━━━━━ Input records ━━━━━

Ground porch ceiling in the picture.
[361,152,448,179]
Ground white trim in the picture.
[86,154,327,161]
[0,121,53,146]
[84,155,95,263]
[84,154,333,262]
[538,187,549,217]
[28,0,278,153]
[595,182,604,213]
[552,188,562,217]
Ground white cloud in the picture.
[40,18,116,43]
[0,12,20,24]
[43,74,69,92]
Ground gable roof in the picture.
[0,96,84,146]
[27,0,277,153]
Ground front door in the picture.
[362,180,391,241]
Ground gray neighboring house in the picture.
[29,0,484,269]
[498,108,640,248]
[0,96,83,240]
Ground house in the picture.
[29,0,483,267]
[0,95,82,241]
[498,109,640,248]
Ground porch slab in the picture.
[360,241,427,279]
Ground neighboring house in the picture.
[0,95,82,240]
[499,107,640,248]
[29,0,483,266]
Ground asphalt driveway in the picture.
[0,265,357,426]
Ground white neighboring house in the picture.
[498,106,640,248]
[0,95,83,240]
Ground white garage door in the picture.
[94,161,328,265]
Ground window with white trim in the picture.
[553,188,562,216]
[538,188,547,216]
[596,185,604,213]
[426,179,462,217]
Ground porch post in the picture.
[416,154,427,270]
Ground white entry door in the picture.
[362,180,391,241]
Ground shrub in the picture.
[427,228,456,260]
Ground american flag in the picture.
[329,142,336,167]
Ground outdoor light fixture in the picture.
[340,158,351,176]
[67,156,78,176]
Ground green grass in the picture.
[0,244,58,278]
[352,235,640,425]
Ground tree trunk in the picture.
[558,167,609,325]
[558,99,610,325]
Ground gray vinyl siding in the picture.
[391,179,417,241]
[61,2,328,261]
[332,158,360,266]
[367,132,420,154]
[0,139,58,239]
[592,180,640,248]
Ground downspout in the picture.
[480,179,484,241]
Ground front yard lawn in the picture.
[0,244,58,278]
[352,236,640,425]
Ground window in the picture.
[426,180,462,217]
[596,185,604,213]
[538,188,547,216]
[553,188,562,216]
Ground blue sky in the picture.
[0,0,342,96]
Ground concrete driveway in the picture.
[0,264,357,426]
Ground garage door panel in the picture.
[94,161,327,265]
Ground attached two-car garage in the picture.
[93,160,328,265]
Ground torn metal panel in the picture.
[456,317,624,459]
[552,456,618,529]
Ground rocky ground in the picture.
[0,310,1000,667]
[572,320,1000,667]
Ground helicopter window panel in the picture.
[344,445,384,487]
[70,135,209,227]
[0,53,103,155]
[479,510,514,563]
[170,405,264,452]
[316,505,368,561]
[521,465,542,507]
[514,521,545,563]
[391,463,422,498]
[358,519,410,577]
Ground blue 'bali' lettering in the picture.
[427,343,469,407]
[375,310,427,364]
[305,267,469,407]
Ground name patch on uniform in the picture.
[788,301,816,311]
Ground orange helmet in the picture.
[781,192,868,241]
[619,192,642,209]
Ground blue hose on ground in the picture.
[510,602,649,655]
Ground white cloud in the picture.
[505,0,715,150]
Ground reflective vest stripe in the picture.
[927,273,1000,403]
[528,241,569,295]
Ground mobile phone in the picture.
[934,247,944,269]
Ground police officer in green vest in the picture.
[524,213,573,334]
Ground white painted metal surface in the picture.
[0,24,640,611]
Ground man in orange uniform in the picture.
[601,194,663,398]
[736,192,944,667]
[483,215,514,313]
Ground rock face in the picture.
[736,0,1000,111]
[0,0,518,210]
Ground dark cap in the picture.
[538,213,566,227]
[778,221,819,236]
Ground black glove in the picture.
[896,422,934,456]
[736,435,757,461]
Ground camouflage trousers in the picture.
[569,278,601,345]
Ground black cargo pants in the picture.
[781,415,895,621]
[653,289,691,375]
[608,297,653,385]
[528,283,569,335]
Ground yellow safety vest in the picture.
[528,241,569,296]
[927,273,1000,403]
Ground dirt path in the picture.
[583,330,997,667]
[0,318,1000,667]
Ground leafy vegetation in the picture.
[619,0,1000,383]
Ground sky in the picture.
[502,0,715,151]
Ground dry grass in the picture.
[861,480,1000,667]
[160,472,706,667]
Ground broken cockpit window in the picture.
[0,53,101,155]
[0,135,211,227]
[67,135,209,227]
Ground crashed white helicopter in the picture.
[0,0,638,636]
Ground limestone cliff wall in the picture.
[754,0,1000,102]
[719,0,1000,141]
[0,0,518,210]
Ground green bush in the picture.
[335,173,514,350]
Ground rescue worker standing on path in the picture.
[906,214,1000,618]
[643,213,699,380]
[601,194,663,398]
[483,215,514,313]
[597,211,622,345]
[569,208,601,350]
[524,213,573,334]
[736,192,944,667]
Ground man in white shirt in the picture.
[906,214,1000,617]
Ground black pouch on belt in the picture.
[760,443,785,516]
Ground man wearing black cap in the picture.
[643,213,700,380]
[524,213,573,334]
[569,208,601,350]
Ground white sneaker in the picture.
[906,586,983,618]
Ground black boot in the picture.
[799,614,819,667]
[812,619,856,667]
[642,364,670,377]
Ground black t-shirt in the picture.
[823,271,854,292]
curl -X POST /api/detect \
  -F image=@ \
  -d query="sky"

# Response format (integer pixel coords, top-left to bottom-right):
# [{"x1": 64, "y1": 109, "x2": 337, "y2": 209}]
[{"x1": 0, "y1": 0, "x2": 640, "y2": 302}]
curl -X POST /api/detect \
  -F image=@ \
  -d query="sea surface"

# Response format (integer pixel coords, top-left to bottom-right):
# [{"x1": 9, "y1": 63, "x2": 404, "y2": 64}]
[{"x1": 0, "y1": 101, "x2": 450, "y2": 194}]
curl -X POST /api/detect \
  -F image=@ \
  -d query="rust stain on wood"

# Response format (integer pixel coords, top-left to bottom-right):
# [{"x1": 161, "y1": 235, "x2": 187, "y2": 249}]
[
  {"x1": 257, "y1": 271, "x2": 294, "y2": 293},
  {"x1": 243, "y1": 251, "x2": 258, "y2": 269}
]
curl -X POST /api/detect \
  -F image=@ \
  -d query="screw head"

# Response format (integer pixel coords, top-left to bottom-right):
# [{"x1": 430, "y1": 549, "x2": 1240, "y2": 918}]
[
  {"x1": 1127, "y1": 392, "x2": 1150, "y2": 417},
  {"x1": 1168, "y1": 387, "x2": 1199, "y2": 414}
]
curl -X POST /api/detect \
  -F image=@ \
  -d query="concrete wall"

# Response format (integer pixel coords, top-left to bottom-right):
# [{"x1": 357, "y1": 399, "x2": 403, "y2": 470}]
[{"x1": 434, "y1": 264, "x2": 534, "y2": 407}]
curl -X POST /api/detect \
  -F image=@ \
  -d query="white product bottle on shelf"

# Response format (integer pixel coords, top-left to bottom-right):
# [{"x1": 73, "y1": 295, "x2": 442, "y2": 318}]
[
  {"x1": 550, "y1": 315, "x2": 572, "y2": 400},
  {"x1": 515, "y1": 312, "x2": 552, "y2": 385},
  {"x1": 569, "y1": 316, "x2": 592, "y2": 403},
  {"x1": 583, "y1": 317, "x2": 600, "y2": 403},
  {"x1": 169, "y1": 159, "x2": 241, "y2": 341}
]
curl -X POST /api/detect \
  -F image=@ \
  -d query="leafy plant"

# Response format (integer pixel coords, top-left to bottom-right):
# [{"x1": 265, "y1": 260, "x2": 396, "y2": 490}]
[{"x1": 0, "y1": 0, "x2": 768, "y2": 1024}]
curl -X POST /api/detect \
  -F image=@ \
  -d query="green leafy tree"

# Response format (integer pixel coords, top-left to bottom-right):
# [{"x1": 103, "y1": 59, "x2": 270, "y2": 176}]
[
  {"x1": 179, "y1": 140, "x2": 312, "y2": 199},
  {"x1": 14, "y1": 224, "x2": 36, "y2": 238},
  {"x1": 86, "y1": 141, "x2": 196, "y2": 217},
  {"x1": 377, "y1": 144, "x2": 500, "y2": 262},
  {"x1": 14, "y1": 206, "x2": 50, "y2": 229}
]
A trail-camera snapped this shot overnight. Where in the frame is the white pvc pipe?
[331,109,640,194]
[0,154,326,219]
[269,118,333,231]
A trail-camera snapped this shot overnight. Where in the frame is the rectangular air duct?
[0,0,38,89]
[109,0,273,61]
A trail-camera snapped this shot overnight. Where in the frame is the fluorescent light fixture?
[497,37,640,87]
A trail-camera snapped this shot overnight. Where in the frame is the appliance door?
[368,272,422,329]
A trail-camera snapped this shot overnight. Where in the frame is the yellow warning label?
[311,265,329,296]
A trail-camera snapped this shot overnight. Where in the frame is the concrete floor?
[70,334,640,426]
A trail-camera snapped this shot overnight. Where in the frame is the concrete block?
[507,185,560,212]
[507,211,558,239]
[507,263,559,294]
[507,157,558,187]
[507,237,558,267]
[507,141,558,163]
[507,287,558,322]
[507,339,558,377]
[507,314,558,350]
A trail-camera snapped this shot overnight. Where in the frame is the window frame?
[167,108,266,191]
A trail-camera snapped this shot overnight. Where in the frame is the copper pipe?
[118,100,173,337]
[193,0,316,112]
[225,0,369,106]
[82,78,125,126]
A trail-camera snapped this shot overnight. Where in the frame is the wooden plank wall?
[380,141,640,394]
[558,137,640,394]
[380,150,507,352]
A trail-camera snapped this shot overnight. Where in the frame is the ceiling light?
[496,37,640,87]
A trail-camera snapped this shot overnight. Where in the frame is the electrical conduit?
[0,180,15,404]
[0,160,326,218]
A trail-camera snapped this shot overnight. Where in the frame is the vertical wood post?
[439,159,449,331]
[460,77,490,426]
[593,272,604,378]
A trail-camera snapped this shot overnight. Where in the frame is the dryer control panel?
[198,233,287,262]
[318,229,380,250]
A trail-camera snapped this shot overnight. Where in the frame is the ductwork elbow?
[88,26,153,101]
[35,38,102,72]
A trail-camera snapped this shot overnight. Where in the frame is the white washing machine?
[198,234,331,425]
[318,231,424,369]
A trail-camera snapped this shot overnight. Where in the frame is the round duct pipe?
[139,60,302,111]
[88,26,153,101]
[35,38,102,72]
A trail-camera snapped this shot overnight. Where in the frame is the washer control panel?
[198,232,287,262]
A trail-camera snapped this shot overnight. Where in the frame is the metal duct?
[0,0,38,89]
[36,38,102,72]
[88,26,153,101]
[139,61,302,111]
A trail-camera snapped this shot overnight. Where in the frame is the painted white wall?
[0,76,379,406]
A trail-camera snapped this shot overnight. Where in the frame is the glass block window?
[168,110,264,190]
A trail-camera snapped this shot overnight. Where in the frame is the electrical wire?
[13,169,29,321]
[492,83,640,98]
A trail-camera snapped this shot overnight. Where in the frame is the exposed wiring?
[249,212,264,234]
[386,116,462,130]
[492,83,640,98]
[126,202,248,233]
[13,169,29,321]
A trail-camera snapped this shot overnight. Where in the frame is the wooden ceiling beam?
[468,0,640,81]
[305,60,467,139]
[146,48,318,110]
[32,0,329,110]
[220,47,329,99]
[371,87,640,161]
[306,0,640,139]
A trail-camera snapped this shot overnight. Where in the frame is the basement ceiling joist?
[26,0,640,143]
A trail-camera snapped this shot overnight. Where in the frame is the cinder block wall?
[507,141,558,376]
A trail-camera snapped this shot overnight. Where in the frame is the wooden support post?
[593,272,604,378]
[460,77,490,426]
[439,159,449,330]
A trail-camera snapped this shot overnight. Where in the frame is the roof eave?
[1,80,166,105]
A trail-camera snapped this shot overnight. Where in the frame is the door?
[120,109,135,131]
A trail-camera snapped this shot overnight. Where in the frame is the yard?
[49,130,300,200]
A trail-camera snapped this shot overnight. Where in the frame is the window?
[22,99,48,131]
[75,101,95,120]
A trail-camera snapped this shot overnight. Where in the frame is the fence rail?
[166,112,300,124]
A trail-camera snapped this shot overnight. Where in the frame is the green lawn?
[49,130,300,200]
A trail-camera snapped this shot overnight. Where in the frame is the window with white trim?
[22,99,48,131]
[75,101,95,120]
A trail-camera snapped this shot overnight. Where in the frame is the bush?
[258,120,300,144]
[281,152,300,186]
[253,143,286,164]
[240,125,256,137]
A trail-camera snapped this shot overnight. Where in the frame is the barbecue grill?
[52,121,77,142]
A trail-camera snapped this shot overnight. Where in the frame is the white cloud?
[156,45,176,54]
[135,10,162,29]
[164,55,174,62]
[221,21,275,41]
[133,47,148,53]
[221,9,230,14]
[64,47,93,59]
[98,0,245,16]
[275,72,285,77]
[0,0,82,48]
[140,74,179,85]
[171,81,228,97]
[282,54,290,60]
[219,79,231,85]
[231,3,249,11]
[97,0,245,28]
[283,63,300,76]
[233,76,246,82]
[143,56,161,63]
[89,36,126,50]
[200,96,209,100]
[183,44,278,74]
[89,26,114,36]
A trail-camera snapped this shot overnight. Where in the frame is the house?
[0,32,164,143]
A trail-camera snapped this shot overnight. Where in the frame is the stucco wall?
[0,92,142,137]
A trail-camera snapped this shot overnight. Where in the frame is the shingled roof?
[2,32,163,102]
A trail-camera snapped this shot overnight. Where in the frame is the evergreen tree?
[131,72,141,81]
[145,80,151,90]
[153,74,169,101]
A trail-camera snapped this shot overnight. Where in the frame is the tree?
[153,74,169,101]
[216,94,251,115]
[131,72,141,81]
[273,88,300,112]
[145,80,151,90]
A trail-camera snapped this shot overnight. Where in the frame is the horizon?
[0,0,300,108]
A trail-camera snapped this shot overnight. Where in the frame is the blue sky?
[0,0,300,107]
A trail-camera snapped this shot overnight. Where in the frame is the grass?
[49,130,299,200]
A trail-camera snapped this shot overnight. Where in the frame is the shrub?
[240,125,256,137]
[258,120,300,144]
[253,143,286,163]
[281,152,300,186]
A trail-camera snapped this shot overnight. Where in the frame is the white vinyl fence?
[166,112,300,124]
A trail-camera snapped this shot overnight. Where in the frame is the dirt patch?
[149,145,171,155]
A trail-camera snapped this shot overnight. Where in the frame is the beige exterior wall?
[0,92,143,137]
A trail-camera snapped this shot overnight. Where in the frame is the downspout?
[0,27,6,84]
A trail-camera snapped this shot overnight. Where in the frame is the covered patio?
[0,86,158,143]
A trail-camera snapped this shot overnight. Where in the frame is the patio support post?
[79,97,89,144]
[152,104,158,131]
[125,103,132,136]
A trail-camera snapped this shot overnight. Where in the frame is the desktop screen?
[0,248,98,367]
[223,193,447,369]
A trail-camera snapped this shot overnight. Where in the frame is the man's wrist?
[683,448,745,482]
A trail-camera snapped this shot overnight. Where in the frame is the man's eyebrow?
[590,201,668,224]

━━━━━

## What you are asked to do
Reproduce the stretch of the listing from the line containing "Ground man wearing black cap in the picture." through the line containing "[823,271,854,292]", both included, copying each line word for word.

## Written answer
Ground man wearing black cap in the picture.
[643,213,700,380]
[524,213,573,334]
[569,208,601,350]
Ground white sneaker in the picture.
[906,586,983,618]
Ground black boot in the picture.
[799,614,819,667]
[812,619,856,667]
[642,364,670,377]
Ground black t-shirt in the picture.
[823,271,854,292]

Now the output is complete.